• WHAT YOU SHOULD DO:
In the listing below, a line holding "bbox: crane's breast" and a line holding "bbox: crane's eye" mark the range. Retype both exactly, with all lines between them.

• GIVEN RECORDS:
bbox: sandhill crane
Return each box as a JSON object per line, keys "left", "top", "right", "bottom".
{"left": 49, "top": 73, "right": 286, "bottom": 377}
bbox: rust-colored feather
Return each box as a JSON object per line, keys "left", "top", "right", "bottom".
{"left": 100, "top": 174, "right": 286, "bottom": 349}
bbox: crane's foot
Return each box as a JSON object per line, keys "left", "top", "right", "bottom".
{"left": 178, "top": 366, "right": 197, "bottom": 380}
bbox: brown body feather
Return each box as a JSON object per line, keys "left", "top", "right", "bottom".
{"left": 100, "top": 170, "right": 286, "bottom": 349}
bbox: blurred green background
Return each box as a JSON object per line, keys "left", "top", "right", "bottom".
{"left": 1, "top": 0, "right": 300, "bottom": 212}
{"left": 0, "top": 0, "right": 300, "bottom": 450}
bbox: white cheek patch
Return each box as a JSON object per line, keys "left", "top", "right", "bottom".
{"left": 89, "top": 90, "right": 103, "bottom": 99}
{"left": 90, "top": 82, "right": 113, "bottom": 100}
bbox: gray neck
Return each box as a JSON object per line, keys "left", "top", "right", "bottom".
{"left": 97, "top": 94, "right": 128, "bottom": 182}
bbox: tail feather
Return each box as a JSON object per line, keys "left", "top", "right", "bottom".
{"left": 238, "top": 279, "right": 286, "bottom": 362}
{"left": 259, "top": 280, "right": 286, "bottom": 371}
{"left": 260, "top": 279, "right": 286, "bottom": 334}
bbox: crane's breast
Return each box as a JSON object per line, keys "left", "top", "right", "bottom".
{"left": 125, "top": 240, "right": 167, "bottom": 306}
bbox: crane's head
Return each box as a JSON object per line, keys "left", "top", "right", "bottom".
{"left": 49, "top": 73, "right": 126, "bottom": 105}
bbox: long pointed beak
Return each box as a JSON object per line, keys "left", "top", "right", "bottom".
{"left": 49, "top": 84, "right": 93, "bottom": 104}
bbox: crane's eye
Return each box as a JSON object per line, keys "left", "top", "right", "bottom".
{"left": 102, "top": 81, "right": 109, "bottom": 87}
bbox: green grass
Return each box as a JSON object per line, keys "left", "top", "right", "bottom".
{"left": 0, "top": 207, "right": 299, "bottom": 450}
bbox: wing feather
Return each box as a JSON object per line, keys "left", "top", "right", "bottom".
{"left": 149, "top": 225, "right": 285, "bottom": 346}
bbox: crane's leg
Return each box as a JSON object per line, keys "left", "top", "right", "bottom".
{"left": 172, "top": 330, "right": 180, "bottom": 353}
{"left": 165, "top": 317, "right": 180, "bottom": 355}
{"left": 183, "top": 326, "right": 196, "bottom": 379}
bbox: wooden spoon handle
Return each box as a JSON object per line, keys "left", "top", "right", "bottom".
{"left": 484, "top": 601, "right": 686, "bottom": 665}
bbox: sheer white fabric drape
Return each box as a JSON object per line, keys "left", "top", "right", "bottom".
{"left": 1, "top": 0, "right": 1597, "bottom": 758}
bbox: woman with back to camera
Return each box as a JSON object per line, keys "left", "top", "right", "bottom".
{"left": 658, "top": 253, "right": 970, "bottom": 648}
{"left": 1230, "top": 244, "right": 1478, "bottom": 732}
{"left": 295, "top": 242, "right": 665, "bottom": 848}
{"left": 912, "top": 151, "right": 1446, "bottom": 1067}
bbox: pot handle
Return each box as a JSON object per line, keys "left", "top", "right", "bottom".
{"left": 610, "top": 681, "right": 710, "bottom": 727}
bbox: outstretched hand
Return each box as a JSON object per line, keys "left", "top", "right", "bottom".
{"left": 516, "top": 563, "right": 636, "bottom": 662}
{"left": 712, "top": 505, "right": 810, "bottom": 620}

• EXPECTED OUTPUT:
bbox: crane's breast
Return each box as a JSON object per line, keys "left", "top", "right", "bottom".
{"left": 125, "top": 240, "right": 167, "bottom": 306}
bbox: crane's head
Return each box as a JSON object per line, keys "left", "top", "right", "bottom".
{"left": 49, "top": 73, "right": 126, "bottom": 105}
bbox: long pointed beak
Return each box as a JSON object per line, keys "left", "top", "right", "bottom".
{"left": 49, "top": 84, "right": 93, "bottom": 104}
bbox: crane's eye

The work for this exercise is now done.